** Information shown follows **

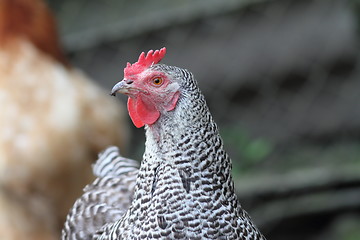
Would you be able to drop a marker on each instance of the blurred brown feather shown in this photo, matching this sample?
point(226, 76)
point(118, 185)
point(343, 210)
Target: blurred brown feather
point(53, 121)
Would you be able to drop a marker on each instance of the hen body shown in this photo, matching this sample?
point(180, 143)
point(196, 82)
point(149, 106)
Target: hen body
point(184, 188)
point(53, 122)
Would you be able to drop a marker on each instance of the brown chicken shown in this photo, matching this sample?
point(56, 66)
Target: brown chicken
point(53, 122)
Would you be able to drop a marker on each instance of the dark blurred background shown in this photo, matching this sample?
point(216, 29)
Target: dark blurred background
point(282, 79)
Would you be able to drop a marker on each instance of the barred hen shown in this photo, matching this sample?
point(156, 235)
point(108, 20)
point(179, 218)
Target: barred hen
point(184, 188)
point(53, 121)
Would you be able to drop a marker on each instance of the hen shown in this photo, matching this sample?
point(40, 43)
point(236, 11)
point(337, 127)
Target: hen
point(53, 121)
point(184, 188)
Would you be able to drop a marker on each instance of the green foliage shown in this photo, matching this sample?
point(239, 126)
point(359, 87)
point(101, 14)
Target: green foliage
point(245, 151)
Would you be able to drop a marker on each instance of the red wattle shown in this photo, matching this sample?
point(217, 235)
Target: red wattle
point(142, 113)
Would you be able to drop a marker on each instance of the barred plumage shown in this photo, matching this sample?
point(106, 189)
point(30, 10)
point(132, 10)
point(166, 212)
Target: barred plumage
point(184, 188)
point(106, 199)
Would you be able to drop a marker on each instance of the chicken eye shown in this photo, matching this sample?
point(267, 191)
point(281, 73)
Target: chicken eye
point(157, 81)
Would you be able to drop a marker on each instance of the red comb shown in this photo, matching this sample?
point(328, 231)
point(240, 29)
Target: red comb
point(144, 62)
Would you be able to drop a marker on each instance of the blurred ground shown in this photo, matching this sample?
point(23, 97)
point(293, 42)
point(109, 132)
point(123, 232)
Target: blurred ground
point(282, 80)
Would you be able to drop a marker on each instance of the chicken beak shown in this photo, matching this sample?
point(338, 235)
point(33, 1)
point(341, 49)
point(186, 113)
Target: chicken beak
point(123, 87)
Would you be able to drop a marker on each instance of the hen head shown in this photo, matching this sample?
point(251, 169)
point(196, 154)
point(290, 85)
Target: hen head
point(152, 88)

** End of Information shown **

- Problem description -
Copy verbatim the span of lines that begins with the line holding "point(251, 169)" and ends at the last line of the records.

- Exercise response -
point(251, 169)
point(196, 154)
point(290, 85)
Target: hen head
point(152, 88)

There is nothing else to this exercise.